Records for the exercise:
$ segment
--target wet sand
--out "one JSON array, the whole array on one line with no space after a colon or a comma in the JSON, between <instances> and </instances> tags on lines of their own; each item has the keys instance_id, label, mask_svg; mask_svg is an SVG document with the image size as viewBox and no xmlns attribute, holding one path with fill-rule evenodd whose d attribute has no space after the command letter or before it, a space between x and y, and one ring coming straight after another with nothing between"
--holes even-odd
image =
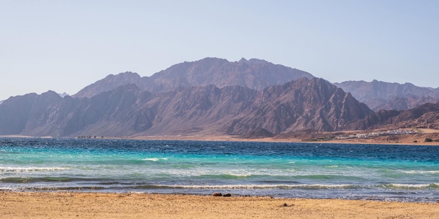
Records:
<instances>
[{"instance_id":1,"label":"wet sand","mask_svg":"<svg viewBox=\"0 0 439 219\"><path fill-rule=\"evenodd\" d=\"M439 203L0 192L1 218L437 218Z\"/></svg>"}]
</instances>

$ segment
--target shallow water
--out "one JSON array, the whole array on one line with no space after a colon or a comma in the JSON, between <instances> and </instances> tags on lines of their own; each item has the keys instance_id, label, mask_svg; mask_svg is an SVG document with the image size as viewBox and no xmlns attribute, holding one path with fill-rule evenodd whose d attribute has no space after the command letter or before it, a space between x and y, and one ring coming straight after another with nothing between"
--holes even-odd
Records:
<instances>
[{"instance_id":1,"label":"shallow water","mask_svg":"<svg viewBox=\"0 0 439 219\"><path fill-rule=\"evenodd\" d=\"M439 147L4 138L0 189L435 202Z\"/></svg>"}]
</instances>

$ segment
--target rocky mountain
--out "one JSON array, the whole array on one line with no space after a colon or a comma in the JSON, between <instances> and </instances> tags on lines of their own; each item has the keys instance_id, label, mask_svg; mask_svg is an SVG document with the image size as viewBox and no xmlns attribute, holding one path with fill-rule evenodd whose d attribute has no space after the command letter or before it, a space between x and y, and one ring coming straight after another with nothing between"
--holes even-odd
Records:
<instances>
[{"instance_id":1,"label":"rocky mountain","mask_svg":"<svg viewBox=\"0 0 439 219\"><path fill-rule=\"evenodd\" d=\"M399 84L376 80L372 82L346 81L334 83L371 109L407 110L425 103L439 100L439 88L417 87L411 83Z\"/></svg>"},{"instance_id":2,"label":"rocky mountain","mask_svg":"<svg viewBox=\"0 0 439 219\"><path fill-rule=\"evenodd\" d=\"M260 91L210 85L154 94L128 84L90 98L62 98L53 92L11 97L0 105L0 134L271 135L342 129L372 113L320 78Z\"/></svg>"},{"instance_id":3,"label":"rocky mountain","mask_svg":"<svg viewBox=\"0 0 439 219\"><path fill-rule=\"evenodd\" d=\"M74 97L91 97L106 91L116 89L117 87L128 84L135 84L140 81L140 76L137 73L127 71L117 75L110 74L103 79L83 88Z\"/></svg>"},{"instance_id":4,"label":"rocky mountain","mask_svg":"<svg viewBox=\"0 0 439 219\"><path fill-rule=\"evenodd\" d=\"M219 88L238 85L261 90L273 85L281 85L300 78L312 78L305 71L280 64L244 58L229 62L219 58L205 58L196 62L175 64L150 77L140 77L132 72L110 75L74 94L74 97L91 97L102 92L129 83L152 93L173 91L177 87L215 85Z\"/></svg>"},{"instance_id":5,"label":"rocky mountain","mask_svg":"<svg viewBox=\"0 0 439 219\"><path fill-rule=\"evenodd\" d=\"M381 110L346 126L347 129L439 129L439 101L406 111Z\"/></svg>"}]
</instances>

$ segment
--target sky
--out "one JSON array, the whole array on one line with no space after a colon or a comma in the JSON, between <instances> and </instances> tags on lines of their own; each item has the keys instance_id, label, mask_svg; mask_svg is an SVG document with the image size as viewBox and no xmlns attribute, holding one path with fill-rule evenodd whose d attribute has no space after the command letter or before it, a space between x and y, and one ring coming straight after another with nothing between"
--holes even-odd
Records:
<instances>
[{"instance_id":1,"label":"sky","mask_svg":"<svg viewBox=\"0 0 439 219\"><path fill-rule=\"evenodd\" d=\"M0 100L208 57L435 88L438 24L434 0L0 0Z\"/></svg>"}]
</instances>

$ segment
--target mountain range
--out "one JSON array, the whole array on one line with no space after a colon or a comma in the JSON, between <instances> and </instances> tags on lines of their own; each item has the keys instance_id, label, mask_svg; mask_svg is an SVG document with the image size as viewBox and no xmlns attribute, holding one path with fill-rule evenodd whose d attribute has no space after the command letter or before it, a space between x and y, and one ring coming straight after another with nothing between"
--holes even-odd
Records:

Requirement: All of the records above must be copied exactly, except for the pictures.

Result of this task:
$ segment
--target wet sand
--out "one JSON array, the whole array on one line with no space after a colon or a comma in the JSON, between <instances> and </instances> tags on lines of their own; each item has the keys instance_id, label, mask_svg; mask_svg is an SVG document with the image size as viewBox and no xmlns attribute, holding one path with fill-rule evenodd whose d attribute has no space after the command letter or before it, a space between x and y, and one ring coming straight after another with nothing between"
--holes even-odd
image =
Records:
<instances>
[{"instance_id":1,"label":"wet sand","mask_svg":"<svg viewBox=\"0 0 439 219\"><path fill-rule=\"evenodd\" d=\"M439 203L0 192L1 218L437 218Z\"/></svg>"}]
</instances>

$ segment
--target shallow water
--out "one JSON array, the whole array on one line with no space after a colon or a comma in the JSON, between <instances> and </instances> tags on lines of their own; each item has the keys instance_id, label, mask_svg; mask_svg is an SVG document with the image size as viewBox and no xmlns attribute, holding one path with fill-rule evenodd whose d attribute has no space after the command letter or before it, a space between x and y, and one ring coming straight after another with nothing between"
--holes even-odd
Records:
<instances>
[{"instance_id":1,"label":"shallow water","mask_svg":"<svg viewBox=\"0 0 439 219\"><path fill-rule=\"evenodd\" d=\"M439 147L4 138L0 189L435 202Z\"/></svg>"}]
</instances>

$ segment
--target rocky mountain
--out "one JSON array, the whole array on one line with no space after a colon or a comma in the JSON, between <instances> and </instances> tags on lines of their own; each item has the keys instance_id, label, mask_svg; mask_svg is an SVG document with the image size as viewBox and no xmlns attribute, holding one path with fill-rule evenodd whose d attribute has no space after the command letter or before it, a space between x and y, and one ring coming straight after another with nothing between"
--holes even-odd
Records:
<instances>
[{"instance_id":1,"label":"rocky mountain","mask_svg":"<svg viewBox=\"0 0 439 219\"><path fill-rule=\"evenodd\" d=\"M399 84L376 80L372 82L346 81L334 83L371 109L407 110L425 103L439 100L439 88L417 87L411 83Z\"/></svg>"},{"instance_id":2,"label":"rocky mountain","mask_svg":"<svg viewBox=\"0 0 439 219\"><path fill-rule=\"evenodd\" d=\"M260 91L210 85L154 94L128 84L90 98L62 98L53 92L11 97L0 105L0 134L271 135L342 129L372 113L320 78Z\"/></svg>"},{"instance_id":3,"label":"rocky mountain","mask_svg":"<svg viewBox=\"0 0 439 219\"><path fill-rule=\"evenodd\" d=\"M74 97L91 97L106 91L116 89L117 87L128 84L135 84L140 81L140 76L137 73L127 71L117 75L110 74L103 79L83 88Z\"/></svg>"},{"instance_id":4,"label":"rocky mountain","mask_svg":"<svg viewBox=\"0 0 439 219\"><path fill-rule=\"evenodd\" d=\"M219 88L238 85L261 90L273 85L281 85L300 78L312 78L305 71L280 64L244 58L229 62L219 58L205 58L196 62L175 64L150 77L140 77L132 72L110 75L74 94L74 97L91 97L102 92L129 83L152 93L173 91L177 87L215 85Z\"/></svg>"},{"instance_id":5,"label":"rocky mountain","mask_svg":"<svg viewBox=\"0 0 439 219\"><path fill-rule=\"evenodd\" d=\"M381 110L346 126L347 129L439 129L439 101L406 111Z\"/></svg>"}]
</instances>

$ segment
--target sky
--out "one JSON array, the whole array on one line with no space after a colon or a comma in the JSON, between <instances> and </instances> tags on lines of their own; each item has the keys instance_id, label, mask_svg; mask_svg is an SVG document with the image size as viewBox and no xmlns attribute, holding one path with fill-rule evenodd whose d attribute has no space after the command letter or before it, a space between x and y, and one ring coming straight after another with nothing between"
--holes even-odd
Records:
<instances>
[{"instance_id":1,"label":"sky","mask_svg":"<svg viewBox=\"0 0 439 219\"><path fill-rule=\"evenodd\" d=\"M0 100L208 57L435 88L438 24L434 0L0 0Z\"/></svg>"}]
</instances>

$ segment
--target mountain range
--out "one JSON array, the whole array on one line with no space after a colon or a comma in the JSON, between <instances> and </instances> tags on lines of their own; each item has the keys instance_id, label, mask_svg; mask_svg is an SVG document with the image size as viewBox and no xmlns attribute, holding one path with fill-rule evenodd whose d attribute has no space after the command letter or before it, a space between x and y, and one ring coming straight after another with nothing between"
--holes even-odd
Records:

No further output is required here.